#### Free-text object descriptions
++++

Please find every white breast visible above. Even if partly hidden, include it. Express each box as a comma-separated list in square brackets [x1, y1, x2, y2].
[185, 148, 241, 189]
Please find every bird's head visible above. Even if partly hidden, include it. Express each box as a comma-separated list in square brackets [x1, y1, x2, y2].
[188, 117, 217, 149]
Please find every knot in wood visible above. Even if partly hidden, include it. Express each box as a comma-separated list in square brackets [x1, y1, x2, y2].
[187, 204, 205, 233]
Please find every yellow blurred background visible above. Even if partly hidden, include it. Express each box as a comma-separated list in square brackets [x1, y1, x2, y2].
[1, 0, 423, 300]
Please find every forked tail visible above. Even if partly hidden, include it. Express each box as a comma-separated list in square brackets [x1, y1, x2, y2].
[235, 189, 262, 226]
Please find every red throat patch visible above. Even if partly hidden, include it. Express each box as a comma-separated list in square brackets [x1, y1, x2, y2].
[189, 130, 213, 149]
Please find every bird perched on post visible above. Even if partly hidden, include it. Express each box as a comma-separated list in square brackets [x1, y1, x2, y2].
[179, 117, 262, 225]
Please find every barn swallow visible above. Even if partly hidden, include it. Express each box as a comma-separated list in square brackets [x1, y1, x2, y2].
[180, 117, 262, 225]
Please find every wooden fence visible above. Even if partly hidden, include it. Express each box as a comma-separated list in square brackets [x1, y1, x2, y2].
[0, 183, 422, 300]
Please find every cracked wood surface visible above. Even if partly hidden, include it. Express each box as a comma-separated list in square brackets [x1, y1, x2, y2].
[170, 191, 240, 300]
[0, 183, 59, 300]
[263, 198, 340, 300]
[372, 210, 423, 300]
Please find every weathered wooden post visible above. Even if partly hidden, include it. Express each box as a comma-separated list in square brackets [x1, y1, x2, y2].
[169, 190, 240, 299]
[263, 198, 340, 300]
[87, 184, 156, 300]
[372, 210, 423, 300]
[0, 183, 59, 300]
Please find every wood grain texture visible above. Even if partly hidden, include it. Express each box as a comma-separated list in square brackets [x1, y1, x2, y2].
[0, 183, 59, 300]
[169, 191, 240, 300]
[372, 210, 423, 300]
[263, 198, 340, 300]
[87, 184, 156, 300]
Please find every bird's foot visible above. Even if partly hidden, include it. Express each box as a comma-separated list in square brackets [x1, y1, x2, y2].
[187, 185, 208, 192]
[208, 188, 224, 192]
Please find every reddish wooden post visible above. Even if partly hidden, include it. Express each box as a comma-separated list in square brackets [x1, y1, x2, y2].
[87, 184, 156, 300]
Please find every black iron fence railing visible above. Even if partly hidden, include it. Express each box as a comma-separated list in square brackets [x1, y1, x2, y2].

++++

#### WHAT YOU NEED TO DO
Set down every record once more, exactly as written.

#### SOLUTION FOR THIS PROBLEM
Please find every white breast visible above. Even if partly hidden, include it. Express each box as a comma-separated list in square brackets [x1, y1, x2, y2].
[185, 148, 241, 189]
Please find every bird's head visible above. Even if partly hidden, include it. Express each box as a comma-separated list in square brackets [x1, y1, x2, y2].
[188, 117, 217, 149]
Please find every knot in wood visible above. Even if partly hidden, include it. Express each box as a comma-separated list in square brackets [x1, y1, x2, y2].
[187, 204, 205, 233]
Please find every yellow blurred background visible above. Even if partly hidden, include it. Express each box as a comma-separated list in square brackets [x1, y1, x2, y2].
[1, 0, 423, 300]
Please find every forked tail visible above. Even if partly hidden, include it. Express each box as a comma-separated list in square brackets [x1, y1, x2, y2].
[235, 189, 262, 226]
Please find every red throat patch visible above. Even if partly hidden, include it. Express each box as a comma-separated list in square brackets [x1, y1, x2, y2].
[189, 130, 213, 149]
Please find every bird perched on post visible above. Even if partly hidden, include it. Express each box as a comma-separated list in square brackets [x1, y1, x2, y2].
[179, 117, 262, 225]
Please find every barn swallow visible above. Even if partly hidden, include it. Express each box as a comma-separated list in square brackets [x1, y1, x2, y2].
[180, 117, 262, 225]
Please find every wooden fence visible above. Even if partly hidden, include it. Express each box as a comma-separated list in square brackets [x1, y1, x2, y2].
[0, 183, 422, 300]
Please find every cracked wood surface visible above. Even if partly hidden, include it. Express each box as a comma-separated list in square brackets [x1, y1, x2, y2].
[170, 191, 240, 300]
[0, 183, 59, 300]
[263, 198, 340, 300]
[372, 210, 423, 300]
Please find every weathered wooden post visible above. Even if partly hidden, include it. Express each box as a comma-separated list in square brackets [x1, y1, x2, y2].
[169, 190, 240, 299]
[263, 198, 340, 300]
[87, 184, 156, 300]
[372, 210, 423, 300]
[0, 183, 59, 300]
Please find every wood grain texture visible above. Even if partly hidden, include it. Express each box as a comma-separated list in square brackets [x1, y1, x2, y2].
[0, 183, 59, 300]
[169, 191, 240, 300]
[372, 210, 423, 300]
[263, 198, 340, 300]
[87, 184, 156, 300]
Please find every bird's foot visible above. Even if partly hidden, include it. Express each box as a comma-separated list in square brackets [x1, y1, x2, y2].
[187, 185, 208, 192]
[208, 188, 224, 192]
Please find every reddish wooden post visible above. Even if partly hidden, include it. Express each box as a comma-separated list in square brackets [x1, y1, x2, y2].
[87, 184, 156, 300]
Please find every black iron fence railing visible above. Even if partly hidden, include it. Express each box as a comma-separated list in square brackets [x1, y1, x2, y2].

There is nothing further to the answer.